__Consigne__:
Pour chacun des énoncés ci-dessous, dites par oui ou par non s'il concorde avec l'extrait fourni, puis citez mot pour mot les termes de l'extrait qui tranchent la question.
1. L'Église vit séparée du monde.
2. Une commission chargée de la révision du Code de droit canonique a déjà été formée.
3. Le Concile aide les meilleurs à devenir des saints.

__Extrait fourni__:
-=-=-

Perfectibilité des chrétiens
44. Ce zèle de progrès spirituel et moral trouve un stimulant de plus dans les conditions où se déroule la vie de l’Eglise. Celle-ci ne saurait demeurer inerte et indifférente aux changements du monde qui l’environne et qui de mille manières influence sa conduite pratique et la soumet à certaines conditions. L’Eglise, on le sait, n’est point séparée du monde ; elle vit dans le monde. Les membres de l’Eglise subissent l’influence du monde ; ils en respirent la culture, en acceptent les lois et en adoptent les mœurs. Ce contact intime avec la société temporelle crée pour l’Eglise une situation toujours pleine de problèmes ; aujourd’hui ceux-ci sont particulièrement aigus. D’une part la vie chrétienne, que l’Eglise sauvegarde et développe, doit sans cesse et courageusement se défendre de toute déviation, profanation ou étouffement ; il lui faut comme s’immuniser contre la contagion de l’erreur et du mal. Mais d’autre part la vie chrétienne ne doit pas simplement s’accommoder des manières de penser et d’agir présentées et imposées par le milieu temporel, tant qu’elles sont compatibles avec les impératifs essentiels de son programme religieux et moral ; elle doit de plus tâcher de les rejoindre, de les purifier, de les ennoblir, de les animer et de les sanctifier : voilà encore une tâche en vue de laquelle l’Église est tenue de contrôler continuellement sa propre attitude et de garder sa conscience éveillée : requête particulièrement pressante et grave de notre temps.
45. De ce point de vue aussi la tenue du Concile est un événement providentiel. L’allure pastorale par quoi il entend se caractériser, ses objectifs pratiques de mise au point des dispositions canoniques, son désir de ménager aux fidèles autant de facilité que possible pour la pratique de leur vie chrétienne sans détriment de la note surnaturelle propre à celle-ci : par tout cela ce Concile s’est acquis un mérite à part, d’ores et déjà, avant que ne soient arrêtées la plupart des décisions que Nous en attendons. En effet, chez les fidèles comme chez les pasteurs, le Concile réveille le désir de préserver et d’accentuer dans l’existence chrétienne le caractère d’authenticité surnaturelle ; à tous, il rappelle le devoir d’imprimer fortement à leur conduite personnelle ce cachet positif ; il aide les chrétiens trop mous à devenir vraiment bons, les bons à s’améliorer, les meilleurs à se montrer généreux, les généreux à devenir des saints. A la sainteté, il suggère des façons nouvelles de se manifester ; il donne à l’amour un génie inventif ; il suscite des élans nouveaux de vertu et d’héroïsme chrétien.
En quel sens entendre la réforme
46. Naturellement, c’est au Concile qu’appartiendra le soin de suggérer les réformes à introduire dans la législation de l’Eglise, et les Commissions post-conciliaires – spécialement celle que nous avons déjà formée pour la révision du Code de droit canonique – traduiront en termes concrets les décisions de l’assemblée œcuménique. C’est à vous, par conséquent, vénérables frères, qu’il appartient de Nous indiquer les mesures à prendre en vue de purifier et de rajeunir le visage de l’Eglise. Mais, une fois de plus, Nous tenons à marquer Notre résolution de concourir à cette réforme. Combien de fois dans les siècles passés ne trouve-t-on point pareille volonté du Pape associée à l’histoire des Conciles ?

-=-=-

__Entrées de données__:
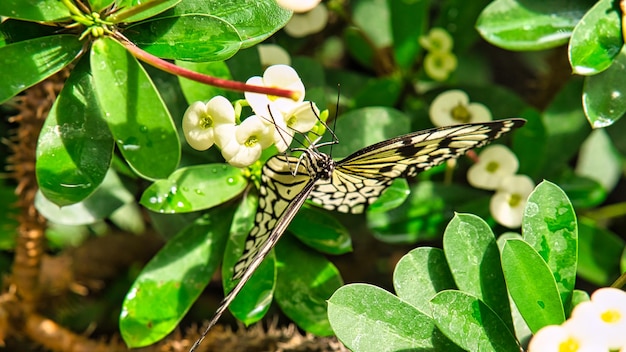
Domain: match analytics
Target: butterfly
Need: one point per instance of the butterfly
(348, 185)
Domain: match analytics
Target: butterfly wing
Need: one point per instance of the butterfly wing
(359, 179)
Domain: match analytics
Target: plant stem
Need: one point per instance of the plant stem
(198, 77)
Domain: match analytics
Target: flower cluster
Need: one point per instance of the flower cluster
(439, 62)
(275, 121)
(597, 325)
(496, 170)
(453, 107)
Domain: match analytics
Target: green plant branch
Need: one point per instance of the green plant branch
(198, 77)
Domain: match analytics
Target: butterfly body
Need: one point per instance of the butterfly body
(348, 185)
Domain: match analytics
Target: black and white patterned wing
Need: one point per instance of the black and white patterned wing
(281, 195)
(359, 179)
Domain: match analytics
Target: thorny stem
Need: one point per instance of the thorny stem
(198, 77)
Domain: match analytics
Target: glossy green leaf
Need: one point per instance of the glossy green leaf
(566, 127)
(194, 188)
(171, 282)
(137, 117)
(549, 226)
(8, 222)
(470, 323)
(599, 161)
(523, 269)
(255, 298)
(31, 61)
(423, 215)
(582, 191)
(530, 25)
(306, 279)
(474, 259)
(186, 37)
(320, 230)
(147, 12)
(599, 252)
(602, 94)
(13, 31)
(196, 91)
(408, 23)
(420, 275)
(75, 146)
(597, 39)
(34, 10)
(367, 318)
(108, 197)
(254, 21)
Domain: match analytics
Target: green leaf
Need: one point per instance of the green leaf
(107, 198)
(604, 109)
(524, 268)
(305, 281)
(566, 127)
(420, 275)
(13, 31)
(8, 222)
(196, 91)
(31, 61)
(368, 318)
(194, 188)
(254, 21)
(75, 145)
(599, 161)
(320, 230)
(186, 37)
(549, 226)
(474, 259)
(255, 298)
(34, 10)
(470, 323)
(408, 23)
(599, 252)
(524, 25)
(424, 215)
(137, 117)
(597, 39)
(174, 278)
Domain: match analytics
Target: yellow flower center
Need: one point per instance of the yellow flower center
(460, 113)
(206, 122)
(492, 167)
(514, 200)
(611, 316)
(251, 141)
(569, 345)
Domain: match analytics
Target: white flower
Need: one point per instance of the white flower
(574, 336)
(607, 310)
(200, 121)
(437, 39)
(495, 162)
(301, 25)
(508, 203)
(439, 64)
(298, 5)
(276, 76)
(272, 54)
(453, 107)
(242, 145)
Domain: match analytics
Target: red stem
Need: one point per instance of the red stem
(213, 81)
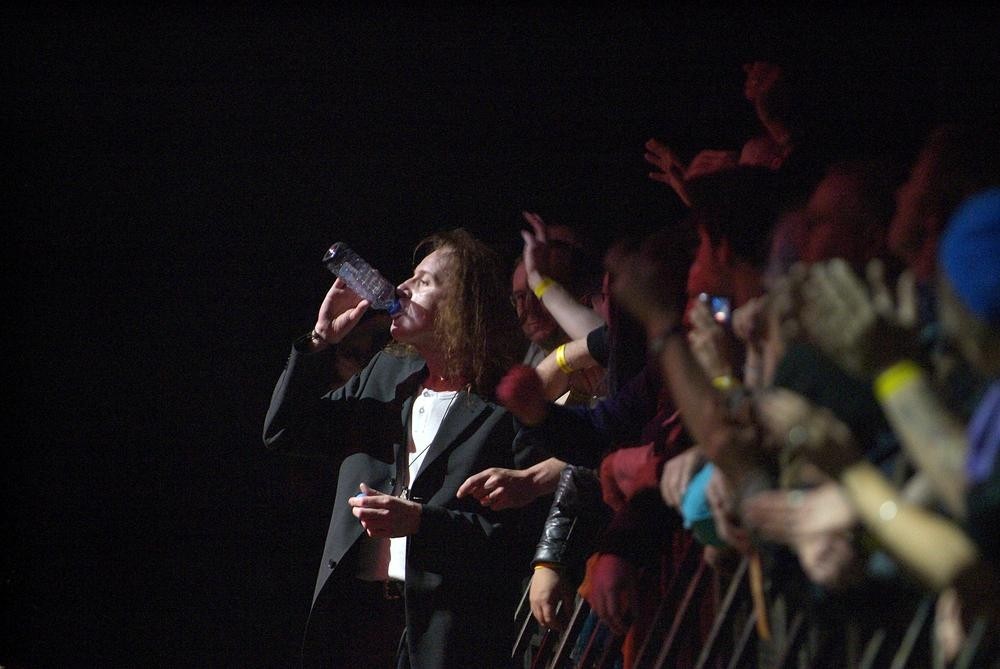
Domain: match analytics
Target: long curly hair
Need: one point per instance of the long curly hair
(476, 327)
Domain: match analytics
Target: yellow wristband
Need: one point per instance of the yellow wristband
(543, 286)
(892, 380)
(724, 382)
(564, 366)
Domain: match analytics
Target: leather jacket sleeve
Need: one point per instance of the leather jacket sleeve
(576, 516)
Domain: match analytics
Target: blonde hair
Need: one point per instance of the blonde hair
(476, 326)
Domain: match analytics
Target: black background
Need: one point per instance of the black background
(177, 173)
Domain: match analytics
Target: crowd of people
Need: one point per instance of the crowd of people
(794, 386)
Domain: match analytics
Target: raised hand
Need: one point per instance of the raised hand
(813, 430)
(536, 247)
(671, 171)
(500, 488)
(857, 323)
(709, 342)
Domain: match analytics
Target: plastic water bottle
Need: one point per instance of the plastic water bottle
(361, 277)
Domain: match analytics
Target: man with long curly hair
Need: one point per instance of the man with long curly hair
(402, 550)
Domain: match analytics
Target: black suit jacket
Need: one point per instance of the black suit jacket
(465, 565)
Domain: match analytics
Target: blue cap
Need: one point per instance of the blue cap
(969, 254)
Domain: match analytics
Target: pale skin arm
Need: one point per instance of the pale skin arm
(340, 312)
(385, 515)
(932, 438)
(500, 488)
(547, 591)
(933, 547)
(575, 319)
(555, 382)
(860, 325)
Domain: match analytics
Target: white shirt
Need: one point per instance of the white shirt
(428, 412)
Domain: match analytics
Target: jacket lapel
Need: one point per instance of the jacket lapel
(464, 410)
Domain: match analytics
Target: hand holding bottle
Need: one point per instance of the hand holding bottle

-=-=-

__Réponse rédigée__:
1. Non : « L’Eglise, on le sait, n’est point séparée du monde ; elle vit dans le monde. »
2. Oui : « spécialement celle que nous avons déjà formée pour la révision du Code de droit canonique »
3. Non : « les meilleurs à se montrer généreux, les généreux à devenir des saints »